Start of Information

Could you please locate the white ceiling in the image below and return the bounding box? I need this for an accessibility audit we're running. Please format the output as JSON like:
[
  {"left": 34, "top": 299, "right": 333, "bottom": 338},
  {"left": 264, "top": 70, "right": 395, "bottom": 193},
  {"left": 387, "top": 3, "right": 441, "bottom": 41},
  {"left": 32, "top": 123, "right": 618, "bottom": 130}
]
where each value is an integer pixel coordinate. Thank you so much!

End of Information
Start of Information

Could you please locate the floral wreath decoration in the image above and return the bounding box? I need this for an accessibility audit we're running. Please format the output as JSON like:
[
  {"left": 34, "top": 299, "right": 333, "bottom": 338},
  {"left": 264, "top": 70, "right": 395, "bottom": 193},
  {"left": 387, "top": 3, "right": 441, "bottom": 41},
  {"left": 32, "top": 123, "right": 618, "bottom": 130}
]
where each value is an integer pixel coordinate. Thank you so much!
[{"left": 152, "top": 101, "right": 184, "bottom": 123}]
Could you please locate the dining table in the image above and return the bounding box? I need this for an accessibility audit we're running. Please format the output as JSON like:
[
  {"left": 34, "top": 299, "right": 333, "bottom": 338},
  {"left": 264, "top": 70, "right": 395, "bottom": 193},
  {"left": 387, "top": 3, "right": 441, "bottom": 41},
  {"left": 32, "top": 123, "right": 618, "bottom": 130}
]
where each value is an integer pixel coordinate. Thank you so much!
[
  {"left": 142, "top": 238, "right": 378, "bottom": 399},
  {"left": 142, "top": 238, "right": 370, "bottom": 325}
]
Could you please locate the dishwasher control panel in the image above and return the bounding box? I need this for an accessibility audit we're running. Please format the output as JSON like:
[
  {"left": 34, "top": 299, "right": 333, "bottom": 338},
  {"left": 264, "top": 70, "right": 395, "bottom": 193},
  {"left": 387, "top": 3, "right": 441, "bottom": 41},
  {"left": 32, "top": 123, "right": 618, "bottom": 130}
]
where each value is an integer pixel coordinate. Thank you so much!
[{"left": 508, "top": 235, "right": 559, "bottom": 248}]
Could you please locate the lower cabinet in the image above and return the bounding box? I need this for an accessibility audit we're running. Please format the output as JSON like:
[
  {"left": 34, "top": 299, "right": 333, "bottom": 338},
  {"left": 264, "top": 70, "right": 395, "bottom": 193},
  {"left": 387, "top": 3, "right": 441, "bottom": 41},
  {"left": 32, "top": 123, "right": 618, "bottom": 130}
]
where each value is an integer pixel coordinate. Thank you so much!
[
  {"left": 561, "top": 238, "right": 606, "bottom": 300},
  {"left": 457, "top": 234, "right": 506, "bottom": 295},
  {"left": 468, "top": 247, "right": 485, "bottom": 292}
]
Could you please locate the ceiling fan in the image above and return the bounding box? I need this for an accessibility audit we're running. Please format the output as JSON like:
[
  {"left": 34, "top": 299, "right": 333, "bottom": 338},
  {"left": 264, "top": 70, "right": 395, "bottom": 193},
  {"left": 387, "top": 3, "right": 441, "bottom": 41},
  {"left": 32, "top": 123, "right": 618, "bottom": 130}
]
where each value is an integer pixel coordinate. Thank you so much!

End of Information

— How to complete this task —
The lines holding the word "JSON" are the answer. Pull them out of the records and copy them.

— Result of this task —
Could you please locate the white ceiling in the image below and return the bounding box? I need this for an accessibility audit we're running. Please format the output as JSON like:
Could you please locate the floral wreath decoration in the image above and return the bounding box? I need this for an accessibility audit we're running. Please format the output as JSON like:
Could you please locate the dining table in the image above and return the bounding box? I need this for an accessibility audit we're running. Please format the output as JSON like:
Could you please locate the dishwasher control panel in the image above and return the bounding box? I need this for an accessibility audit we're running. Please format the output as JSON like:
Could you please locate the lower cabinet in the image above and return the bounding box? I need this for an accessibility audit we're running. Please format the output as JSON like:
Could you please locate the ceiling fan in the image above and return the bounding box? I need this for an accessibility audit we're running. Please format the output as JSON like:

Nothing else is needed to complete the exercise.